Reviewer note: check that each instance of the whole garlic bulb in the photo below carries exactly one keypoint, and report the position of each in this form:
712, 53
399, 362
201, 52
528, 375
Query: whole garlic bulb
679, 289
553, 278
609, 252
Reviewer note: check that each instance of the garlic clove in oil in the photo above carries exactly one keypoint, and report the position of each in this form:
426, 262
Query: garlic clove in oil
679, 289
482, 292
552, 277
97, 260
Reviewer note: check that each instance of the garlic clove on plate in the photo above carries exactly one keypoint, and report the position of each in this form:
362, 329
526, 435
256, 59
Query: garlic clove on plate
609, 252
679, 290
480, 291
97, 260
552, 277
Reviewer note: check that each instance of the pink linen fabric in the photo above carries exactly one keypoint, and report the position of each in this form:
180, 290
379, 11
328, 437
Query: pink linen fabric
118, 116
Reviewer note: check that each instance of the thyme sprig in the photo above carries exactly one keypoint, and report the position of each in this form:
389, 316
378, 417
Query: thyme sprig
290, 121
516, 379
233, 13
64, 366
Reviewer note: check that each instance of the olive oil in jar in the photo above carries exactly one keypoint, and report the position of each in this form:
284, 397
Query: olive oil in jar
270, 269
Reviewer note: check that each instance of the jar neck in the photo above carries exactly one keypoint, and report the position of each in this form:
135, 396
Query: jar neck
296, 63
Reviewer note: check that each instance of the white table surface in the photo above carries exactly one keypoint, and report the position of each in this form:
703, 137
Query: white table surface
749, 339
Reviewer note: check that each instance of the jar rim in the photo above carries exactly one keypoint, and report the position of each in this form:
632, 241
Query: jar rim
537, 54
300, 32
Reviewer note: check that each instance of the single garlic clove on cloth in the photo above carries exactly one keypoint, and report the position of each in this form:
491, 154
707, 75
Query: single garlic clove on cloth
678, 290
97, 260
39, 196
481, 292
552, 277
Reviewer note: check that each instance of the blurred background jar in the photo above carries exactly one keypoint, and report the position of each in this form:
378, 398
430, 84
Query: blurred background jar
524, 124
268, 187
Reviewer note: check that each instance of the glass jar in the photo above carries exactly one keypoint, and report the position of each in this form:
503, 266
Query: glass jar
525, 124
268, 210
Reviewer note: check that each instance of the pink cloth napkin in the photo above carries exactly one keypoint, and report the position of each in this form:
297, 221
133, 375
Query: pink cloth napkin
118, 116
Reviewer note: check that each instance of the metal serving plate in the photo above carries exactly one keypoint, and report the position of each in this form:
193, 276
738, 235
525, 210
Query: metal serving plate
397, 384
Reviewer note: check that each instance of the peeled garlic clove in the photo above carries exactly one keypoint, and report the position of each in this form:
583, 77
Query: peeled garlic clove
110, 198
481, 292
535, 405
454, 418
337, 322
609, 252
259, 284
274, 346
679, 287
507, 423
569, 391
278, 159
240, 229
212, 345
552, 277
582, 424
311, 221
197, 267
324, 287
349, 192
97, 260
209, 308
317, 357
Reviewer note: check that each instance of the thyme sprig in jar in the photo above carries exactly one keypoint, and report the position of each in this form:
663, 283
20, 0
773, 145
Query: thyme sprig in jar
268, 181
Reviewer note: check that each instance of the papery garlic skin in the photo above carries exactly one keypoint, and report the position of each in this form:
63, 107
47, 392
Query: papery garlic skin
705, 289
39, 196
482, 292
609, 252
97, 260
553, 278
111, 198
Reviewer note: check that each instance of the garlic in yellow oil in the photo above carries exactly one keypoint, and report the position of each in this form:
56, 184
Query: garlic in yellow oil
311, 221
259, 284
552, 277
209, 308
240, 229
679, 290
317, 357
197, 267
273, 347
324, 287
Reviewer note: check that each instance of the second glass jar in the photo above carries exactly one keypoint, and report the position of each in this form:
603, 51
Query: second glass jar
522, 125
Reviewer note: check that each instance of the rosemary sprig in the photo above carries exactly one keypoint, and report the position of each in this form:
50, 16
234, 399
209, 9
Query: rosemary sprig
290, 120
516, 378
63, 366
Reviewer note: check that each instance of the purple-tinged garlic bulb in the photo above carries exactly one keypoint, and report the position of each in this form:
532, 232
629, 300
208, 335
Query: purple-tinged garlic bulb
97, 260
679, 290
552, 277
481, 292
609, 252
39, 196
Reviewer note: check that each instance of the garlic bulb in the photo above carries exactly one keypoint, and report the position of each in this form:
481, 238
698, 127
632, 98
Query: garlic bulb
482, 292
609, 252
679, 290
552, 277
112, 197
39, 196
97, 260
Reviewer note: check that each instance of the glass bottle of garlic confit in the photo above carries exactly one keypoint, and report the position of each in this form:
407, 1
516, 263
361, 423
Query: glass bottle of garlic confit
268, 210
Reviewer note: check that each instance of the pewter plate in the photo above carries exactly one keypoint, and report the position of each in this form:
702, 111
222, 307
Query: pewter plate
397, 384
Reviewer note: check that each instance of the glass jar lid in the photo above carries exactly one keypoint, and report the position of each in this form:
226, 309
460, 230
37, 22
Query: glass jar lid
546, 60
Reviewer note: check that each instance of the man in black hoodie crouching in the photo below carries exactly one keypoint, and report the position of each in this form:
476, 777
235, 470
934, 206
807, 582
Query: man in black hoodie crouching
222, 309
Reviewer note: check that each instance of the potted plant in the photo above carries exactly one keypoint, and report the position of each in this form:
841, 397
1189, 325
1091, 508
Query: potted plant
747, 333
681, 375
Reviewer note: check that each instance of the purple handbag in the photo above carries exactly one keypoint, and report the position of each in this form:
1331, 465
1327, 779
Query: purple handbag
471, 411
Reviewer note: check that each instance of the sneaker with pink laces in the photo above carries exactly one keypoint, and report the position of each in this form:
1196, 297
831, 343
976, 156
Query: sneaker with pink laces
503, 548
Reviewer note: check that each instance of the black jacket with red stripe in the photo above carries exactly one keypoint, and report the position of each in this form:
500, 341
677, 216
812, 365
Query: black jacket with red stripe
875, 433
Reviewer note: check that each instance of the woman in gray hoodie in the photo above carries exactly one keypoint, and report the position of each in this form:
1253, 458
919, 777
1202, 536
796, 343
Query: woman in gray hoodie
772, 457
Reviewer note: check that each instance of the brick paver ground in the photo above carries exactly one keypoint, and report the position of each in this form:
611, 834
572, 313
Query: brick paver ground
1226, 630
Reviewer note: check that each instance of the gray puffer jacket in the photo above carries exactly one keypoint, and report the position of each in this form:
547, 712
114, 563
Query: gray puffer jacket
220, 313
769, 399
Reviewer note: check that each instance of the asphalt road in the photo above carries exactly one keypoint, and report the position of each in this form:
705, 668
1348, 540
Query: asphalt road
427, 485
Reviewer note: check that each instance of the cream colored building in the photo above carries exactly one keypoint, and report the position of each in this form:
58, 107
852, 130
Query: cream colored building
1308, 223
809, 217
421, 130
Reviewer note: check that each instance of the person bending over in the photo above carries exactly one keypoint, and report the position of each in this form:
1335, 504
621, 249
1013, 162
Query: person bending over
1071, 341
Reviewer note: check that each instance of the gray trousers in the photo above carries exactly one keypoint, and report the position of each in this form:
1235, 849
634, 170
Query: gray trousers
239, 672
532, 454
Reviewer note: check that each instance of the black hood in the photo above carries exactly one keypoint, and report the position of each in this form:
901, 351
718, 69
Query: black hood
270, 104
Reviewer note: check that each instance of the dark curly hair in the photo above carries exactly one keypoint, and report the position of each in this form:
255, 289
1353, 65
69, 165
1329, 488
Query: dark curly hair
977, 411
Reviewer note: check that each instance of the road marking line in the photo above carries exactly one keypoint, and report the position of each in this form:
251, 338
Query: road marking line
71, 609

━━━━━━━━━━━━━━━━━━━━━━━━━━━━━━

Give the listing again, word for word.

Reviewer note: check that each instance of the whole garlic bulb in the photo below carries exactly one keypoint, and report the position of each in this form:
712, 53
399, 362
201, 52
528, 375
Query: whole garlic bulb
679, 289
553, 278
609, 252
Reviewer note: check that each instance of the garlic clove in oil in the photo above carries exactly one keypoint, and report the position of each in this form:
426, 262
Query: garlic clove in oil
679, 289
482, 292
552, 277
97, 260
Reviewer note: check that each instance of the garlic clove on plate in the photo above carries exactly one keypoint, and report the position of each in this form:
362, 329
526, 435
256, 59
Query: garlic clove on plate
609, 252
679, 290
480, 291
97, 260
552, 277
Reviewer note: check that each instance of the pink linen fabric in the photo above carries exactly one keypoint, and report the position of each in this form:
180, 290
379, 11
328, 437
Query: pink linen fabric
118, 116
Reviewer note: check that each instance of the thyme sprig in the photo above carries exactly one keypoint, and report the position of each in this form:
389, 316
378, 417
Query: thyme sprig
290, 121
516, 379
233, 13
64, 366
Reviewer note: check that each instance of the olive oil in jar in the photo above carries exactly one keypoint, and report the position of each in this form:
284, 397
Query: olive oil in jar
270, 269
Reviewer note: check that each instance of the jar neck in the photo above carries exactly one keypoint, and report the position of each in this form:
135, 396
Query: jar neck
296, 63
Reviewer note: check that each instance of the white table surface in the photo above carries exactly one keypoint, and report the position of each in this form:
703, 137
Query: white table surface
749, 339
Reviewer note: check that each instance of the jar rim in the photo above carries exactly one keypoint, and report the position of each in this form:
632, 241
Query: jar rim
537, 54
300, 32
Reviewer note: check that each instance of the single garlic clove on cloth in the photo above carries exactly one keypoint, and report the position of each in this form:
491, 154
707, 75
Query: single garlic clove on cloth
678, 290
97, 260
39, 196
481, 292
552, 277
Reviewer note: check that each instance of the blurred background jar in the photo above carries exactly one keypoint, and report the position of each in this form:
378, 398
430, 84
Query: blurred background jar
524, 124
268, 187
Reviewer note: check that each instance of the glass jar in the photo above carries exactly one keypoint, and report the position of each in this form:
503, 266
Query: glass jar
525, 124
268, 210
Reviewer note: check that each instance of the pink cloth napkin in the photo above carries exactly one keypoint, and report the position of each in this form:
297, 221
133, 375
Query: pink cloth napkin
118, 116
Reviewer note: check that each instance of the metal serving plate in the photo above carries exactly one keypoint, and report the position of each in this form:
193, 276
738, 235
525, 210
Query: metal serving plate
397, 384
Reviewer note: check that each instance of the peeled garlic clove in the photo above carries exactly one keypoint, and report the position of each in this form:
583, 77
Query: peeled garlic clove
110, 198
481, 292
535, 405
454, 418
337, 322
609, 252
259, 284
274, 346
679, 287
507, 423
569, 391
278, 159
240, 229
212, 345
552, 277
582, 424
311, 221
197, 267
324, 287
349, 192
97, 260
209, 308
317, 357
Reviewer note: check that each instance of the thyme sprig in jar in the photo above carries exactly one keypoint, and report the position of each in this form:
663, 283
20, 0
773, 145
Query: thyme sprig in jar
268, 181
Reviewer note: check that each instance of the papery garlic skin in the photo above carries exactly one keypoint, and report the position of each in this form:
63, 107
47, 392
Query: papery garlic skin
705, 289
39, 196
482, 292
609, 252
97, 260
553, 278
111, 198
Reviewer note: check that each instance of the garlic in yellow oil in the photo above carries exactly one keypoint, and report the position of each in this form:
56, 184
Query: garlic in yellow oil
311, 221
259, 284
552, 277
209, 308
240, 229
679, 290
317, 357
197, 267
273, 347
324, 287
Reviewer note: check that each instance of the second glass jar in the photo above carries exactly one keypoint, and report the position of each in this form:
603, 51
Query: second glass jar
522, 125
Reviewer note: check that each instance of the rosemary sprig in the photo above carries exactly one keypoint, and report the position of each in this form:
50, 16
234, 399
209, 9
Query: rosemary sprig
290, 120
516, 378
63, 366
Reviewer note: check that each instance of the purple-tinged garlic bulb in the photo above carries exactly one keypoint, and report the position of each in this form:
532, 232
629, 300
208, 335
Query: purple-tinged garlic bulb
97, 260
679, 290
552, 277
481, 292
609, 252
39, 196
Reviewer note: check that each instance of the garlic bulb in the photo above carries exactly one keypoint, and report the position of each in this form:
481, 238
698, 127
632, 98
Query: garlic bulb
482, 292
609, 252
679, 290
552, 277
112, 197
39, 196
97, 260
Reviewer note: check that each instance of the glass bottle of garlic confit in the photo above carries exactly one keypoint, and report the position of each in this form:
407, 1
516, 263
361, 423
Query: glass bottle of garlic confit
268, 210
Reviewer note: check that each instance of the pewter plate in the photo above carries exactly one keypoint, and report the position of each in this form:
702, 111
222, 307
Query: pewter plate
397, 384
Reviewer note: check that each instance of the glass jar lid in the photo above carries exactly one keypoint, and report the position of each in this form:
226, 309
460, 230
37, 22
Query: glass jar lid
546, 60
Reviewer note: check that each instance of the man in black hoodie crouching in the photo below carries exactly one keypoint, and report the position of each in this form:
476, 777
235, 470
934, 206
807, 582
Query: man in black hoodie crouching
222, 309
Reviewer note: check that each instance of the potted plant in the photo above carries exactly one keypoint, and report the position of each in this form:
841, 397
1189, 325
1091, 508
Query: potted plant
747, 333
681, 375
Reviewer note: check that each instance of the purple handbag in the photo above carries exactly one keypoint, and report the position of each in this form:
1331, 465
1327, 779
Query: purple handbag
471, 411
Reviewer note: check that each instance of the sneaker with pink laces in the photo above carries exactly one keypoint, and report the position of each in this form:
1196, 297
831, 343
976, 156
Query: sneaker with pink laces
503, 548
Reviewer note: check that each instance of the black jacket with red stripe in the photo above carries exactly one keypoint, and report the position of each in this form:
500, 341
677, 216
812, 365
Query: black jacket with red stripe
875, 433
Reviewer note: check that each instance of the woman in gray hoodie in the photo above carries exactly one keypoint, and report the position of each in this form:
1253, 458
919, 777
1202, 536
796, 343
Query: woman in gray hoodie
772, 457
Reviewer note: check that each instance of the brick paver ground in the photo above carries exactly one keypoint, and report the position of each in this form:
611, 834
572, 313
Query: brick paver ground
1226, 630
Reviewer note: check that each instance of the gray puffer jacket in the photo above carries exactly one keypoint, and report the position of each in this form:
547, 712
114, 563
Query: gray puffer jacket
220, 313
769, 399
Reviewer note: check that each instance of the asphalt road in the photo above carries exactly one keypoint, and report the position of each in this form:
705, 668
1348, 540
Query: asphalt road
427, 485
Reviewer note: check that each instance of the cream colored building in the photo above carries exactly one keypoint, and report the position of each in this form:
58, 107
852, 130
Query: cream colored building
1308, 223
809, 217
421, 130
Reviewer note: check that each instance of the person bending over in the photo above carries exactly one keypoint, and report the position of each in this form:
1335, 504
621, 249
1013, 162
Query: person bending over
1071, 341
Reviewer note: check that each instance of the gray trousers in the photo above carries exactly one keypoint, and report the position of each in this form:
1235, 849
634, 170
Query: gray trousers
239, 672
532, 454
Reviewer note: check that each instance of the black hood in the photo above carries exactly one keypoint, and report the position of each in this form:
901, 351
718, 69
Query: black hood
270, 104
Reviewer note: check that each instance of the dark curly hair in the photo above carries exactly one keypoint, and report the position of each in this form:
255, 289
1353, 65
69, 165
1329, 488
Query: dark curly hair
977, 411
Reviewer note: check that each instance of the road marking line in the photo above carries exactly one keypoint, and report the position of each in this form:
251, 338
Query: road marking line
71, 609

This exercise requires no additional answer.